─── Données de travail ───

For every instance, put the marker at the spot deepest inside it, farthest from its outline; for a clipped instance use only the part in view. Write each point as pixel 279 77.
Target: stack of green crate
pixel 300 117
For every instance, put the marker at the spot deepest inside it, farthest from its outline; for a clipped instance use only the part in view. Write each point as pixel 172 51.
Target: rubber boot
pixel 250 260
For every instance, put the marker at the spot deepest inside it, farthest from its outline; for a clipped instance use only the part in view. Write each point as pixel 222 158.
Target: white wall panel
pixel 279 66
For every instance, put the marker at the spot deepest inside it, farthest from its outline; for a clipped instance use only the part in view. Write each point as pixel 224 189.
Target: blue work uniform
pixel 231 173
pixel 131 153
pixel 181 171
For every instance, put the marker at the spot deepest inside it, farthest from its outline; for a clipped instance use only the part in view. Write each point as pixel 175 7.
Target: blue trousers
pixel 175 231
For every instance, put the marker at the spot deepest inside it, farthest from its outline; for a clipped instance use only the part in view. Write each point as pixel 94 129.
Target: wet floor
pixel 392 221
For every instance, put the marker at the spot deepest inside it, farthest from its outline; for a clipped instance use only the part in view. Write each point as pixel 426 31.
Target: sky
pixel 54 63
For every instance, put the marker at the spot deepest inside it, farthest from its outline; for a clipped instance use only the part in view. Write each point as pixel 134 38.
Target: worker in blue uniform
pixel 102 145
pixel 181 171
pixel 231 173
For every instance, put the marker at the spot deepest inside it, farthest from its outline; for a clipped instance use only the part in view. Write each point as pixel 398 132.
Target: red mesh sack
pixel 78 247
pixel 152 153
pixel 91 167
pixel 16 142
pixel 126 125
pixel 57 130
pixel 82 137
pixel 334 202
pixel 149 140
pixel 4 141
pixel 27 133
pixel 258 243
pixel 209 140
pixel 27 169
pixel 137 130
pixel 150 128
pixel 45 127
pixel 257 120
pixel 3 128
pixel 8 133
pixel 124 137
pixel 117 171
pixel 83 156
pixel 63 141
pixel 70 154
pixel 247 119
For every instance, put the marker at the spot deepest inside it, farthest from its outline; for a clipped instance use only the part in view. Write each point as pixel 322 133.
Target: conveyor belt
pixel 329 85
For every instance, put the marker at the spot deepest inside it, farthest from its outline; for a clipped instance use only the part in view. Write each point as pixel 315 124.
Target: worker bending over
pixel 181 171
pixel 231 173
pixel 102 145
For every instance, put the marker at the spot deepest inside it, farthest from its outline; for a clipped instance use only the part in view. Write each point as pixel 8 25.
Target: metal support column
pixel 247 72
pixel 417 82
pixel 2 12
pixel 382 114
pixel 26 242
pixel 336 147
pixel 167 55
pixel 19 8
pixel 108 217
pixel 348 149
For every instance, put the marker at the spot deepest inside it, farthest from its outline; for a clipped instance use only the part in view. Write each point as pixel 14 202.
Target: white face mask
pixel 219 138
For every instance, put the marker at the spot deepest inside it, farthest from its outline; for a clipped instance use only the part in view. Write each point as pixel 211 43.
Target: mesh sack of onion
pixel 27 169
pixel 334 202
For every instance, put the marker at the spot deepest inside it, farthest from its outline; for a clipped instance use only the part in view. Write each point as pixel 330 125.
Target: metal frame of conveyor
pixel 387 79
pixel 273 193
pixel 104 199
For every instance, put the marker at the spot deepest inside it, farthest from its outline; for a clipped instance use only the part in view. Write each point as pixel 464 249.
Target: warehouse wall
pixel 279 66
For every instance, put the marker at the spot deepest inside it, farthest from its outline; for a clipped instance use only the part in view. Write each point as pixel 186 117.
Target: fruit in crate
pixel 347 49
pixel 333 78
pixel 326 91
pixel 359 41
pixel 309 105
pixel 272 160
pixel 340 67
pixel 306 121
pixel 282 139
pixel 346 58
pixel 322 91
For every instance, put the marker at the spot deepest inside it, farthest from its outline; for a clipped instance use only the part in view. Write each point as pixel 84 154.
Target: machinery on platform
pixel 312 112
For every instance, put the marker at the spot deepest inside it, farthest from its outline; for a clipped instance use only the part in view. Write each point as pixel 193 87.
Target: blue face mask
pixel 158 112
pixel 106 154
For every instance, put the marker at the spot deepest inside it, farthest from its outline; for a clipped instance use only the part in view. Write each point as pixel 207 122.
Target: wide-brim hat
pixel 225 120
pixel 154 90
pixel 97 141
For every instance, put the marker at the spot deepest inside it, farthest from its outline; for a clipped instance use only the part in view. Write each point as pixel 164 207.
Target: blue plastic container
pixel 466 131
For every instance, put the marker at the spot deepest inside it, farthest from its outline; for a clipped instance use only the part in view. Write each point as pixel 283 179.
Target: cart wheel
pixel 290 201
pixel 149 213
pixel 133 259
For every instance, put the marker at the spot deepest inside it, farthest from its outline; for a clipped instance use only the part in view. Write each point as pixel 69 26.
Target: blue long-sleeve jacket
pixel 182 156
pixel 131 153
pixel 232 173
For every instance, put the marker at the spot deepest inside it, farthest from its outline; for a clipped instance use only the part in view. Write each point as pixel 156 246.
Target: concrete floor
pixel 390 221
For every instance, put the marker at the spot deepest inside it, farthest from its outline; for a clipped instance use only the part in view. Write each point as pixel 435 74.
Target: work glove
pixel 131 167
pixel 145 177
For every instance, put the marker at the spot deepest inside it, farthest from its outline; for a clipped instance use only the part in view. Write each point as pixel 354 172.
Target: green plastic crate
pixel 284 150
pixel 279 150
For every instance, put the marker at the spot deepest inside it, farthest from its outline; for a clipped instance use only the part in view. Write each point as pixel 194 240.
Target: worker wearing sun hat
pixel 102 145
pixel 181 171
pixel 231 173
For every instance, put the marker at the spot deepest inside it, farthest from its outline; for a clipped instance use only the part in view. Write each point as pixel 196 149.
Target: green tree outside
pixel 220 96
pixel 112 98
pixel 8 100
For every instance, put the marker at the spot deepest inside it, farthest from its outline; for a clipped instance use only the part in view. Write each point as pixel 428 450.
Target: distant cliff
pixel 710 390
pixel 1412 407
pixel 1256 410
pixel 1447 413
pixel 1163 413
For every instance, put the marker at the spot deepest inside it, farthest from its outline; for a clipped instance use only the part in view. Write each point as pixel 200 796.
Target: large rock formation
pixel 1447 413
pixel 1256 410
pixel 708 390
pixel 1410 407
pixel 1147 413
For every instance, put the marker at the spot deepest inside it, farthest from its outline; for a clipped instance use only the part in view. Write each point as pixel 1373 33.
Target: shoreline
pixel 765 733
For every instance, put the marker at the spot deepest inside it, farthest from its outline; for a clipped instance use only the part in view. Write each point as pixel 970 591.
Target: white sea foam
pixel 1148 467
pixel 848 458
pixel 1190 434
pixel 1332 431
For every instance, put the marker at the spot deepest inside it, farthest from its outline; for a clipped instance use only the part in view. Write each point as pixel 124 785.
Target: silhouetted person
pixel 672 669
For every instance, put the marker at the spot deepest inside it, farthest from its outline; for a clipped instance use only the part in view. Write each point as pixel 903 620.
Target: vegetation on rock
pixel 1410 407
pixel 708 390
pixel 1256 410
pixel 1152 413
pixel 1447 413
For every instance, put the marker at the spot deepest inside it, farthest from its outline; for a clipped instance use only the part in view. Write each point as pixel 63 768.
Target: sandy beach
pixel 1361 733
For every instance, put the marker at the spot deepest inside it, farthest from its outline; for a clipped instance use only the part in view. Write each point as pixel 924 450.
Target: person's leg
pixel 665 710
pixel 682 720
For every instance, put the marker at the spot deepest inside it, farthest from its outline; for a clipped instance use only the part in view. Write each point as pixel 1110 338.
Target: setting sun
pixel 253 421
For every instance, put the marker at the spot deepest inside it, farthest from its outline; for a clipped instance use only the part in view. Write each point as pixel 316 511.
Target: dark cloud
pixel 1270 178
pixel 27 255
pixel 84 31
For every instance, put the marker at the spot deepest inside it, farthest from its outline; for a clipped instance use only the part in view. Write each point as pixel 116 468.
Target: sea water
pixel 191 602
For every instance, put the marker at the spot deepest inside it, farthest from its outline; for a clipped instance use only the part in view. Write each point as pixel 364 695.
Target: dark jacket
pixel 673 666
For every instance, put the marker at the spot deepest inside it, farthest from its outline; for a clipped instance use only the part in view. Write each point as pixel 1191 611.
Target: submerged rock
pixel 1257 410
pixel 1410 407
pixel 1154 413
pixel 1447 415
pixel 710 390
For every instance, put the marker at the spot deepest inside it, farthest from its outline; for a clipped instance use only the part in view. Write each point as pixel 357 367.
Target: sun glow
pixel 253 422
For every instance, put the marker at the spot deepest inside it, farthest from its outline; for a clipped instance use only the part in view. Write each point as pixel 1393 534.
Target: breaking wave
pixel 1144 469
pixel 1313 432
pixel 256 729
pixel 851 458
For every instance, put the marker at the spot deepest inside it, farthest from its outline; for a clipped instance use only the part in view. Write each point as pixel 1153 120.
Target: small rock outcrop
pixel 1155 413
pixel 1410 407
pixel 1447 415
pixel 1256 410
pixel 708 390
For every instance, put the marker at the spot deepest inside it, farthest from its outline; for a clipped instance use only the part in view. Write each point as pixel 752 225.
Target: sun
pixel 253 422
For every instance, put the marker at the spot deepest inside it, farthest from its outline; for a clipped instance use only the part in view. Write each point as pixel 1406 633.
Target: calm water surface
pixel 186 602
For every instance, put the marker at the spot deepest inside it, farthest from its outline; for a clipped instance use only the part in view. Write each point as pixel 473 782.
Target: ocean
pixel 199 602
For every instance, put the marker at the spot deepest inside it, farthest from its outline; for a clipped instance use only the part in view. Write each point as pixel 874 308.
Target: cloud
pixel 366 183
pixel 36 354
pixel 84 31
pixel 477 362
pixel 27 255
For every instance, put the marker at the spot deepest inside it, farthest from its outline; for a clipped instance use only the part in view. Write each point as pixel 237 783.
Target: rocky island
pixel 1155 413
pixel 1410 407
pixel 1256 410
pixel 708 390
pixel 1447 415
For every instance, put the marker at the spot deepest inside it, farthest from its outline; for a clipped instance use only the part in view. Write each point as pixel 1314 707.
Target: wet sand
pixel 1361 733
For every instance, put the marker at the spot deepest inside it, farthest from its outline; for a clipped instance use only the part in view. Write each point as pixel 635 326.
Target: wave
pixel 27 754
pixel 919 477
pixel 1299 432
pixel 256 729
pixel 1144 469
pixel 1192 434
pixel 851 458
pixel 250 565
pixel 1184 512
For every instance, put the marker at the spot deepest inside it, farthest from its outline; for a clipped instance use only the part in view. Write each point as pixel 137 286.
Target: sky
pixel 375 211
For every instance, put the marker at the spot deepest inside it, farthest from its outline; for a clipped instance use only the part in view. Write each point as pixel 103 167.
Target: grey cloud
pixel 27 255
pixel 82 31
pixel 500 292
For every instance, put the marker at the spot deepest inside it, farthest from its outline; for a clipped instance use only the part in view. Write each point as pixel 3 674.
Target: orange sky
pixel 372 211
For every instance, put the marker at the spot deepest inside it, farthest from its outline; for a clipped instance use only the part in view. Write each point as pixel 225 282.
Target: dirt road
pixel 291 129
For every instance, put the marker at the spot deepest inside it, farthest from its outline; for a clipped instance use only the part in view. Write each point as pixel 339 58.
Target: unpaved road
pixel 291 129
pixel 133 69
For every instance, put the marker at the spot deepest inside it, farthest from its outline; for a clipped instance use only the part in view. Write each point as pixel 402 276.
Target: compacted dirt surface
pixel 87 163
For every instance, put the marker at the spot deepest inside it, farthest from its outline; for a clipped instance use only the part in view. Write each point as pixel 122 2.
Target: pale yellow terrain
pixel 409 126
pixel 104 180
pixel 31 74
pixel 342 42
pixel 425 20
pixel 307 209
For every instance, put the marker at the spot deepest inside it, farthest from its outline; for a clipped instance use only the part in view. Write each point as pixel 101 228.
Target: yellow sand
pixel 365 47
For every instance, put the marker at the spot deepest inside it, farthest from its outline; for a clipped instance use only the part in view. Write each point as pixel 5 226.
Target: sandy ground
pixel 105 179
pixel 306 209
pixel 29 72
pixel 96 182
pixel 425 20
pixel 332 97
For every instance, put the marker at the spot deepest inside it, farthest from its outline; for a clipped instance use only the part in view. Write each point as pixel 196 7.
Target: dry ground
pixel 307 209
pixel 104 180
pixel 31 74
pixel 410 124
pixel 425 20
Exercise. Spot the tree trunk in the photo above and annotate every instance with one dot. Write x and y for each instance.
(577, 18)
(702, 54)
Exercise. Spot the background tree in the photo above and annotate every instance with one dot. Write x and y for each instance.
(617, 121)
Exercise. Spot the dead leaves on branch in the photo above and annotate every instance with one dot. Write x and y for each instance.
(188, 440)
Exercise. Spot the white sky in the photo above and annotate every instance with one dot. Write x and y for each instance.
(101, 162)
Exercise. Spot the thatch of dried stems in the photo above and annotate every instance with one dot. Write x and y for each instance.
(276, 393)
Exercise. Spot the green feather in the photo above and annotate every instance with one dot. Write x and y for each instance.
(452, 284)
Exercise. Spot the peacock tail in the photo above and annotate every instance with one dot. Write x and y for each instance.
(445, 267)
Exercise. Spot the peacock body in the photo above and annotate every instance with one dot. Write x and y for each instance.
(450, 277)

───

Consigne: Recopiez les lignes des items en commençant à celle qui contient « pixel 122 2. » et en vous arrêtant après celle qui contient « pixel 365 47 ». Changez-y « yellow sand » en « golden sand » sans rien modifier d'autre.

Consigne réalisée:
For every instance, put the marker at the spot deepest inside it, farthest from its outline; for a clipped instance use only the part in view. Write each point as pixel 122 2.
Target: pale yellow terrain
pixel 409 126
pixel 104 180
pixel 31 74
pixel 342 42
pixel 425 20
pixel 307 209
For every instance, put the marker at the spot deepest inside it, farthest from its outline; for a clipped instance use only the part in view. Write each point as pixel 101 228.
Target: golden sand
pixel 365 47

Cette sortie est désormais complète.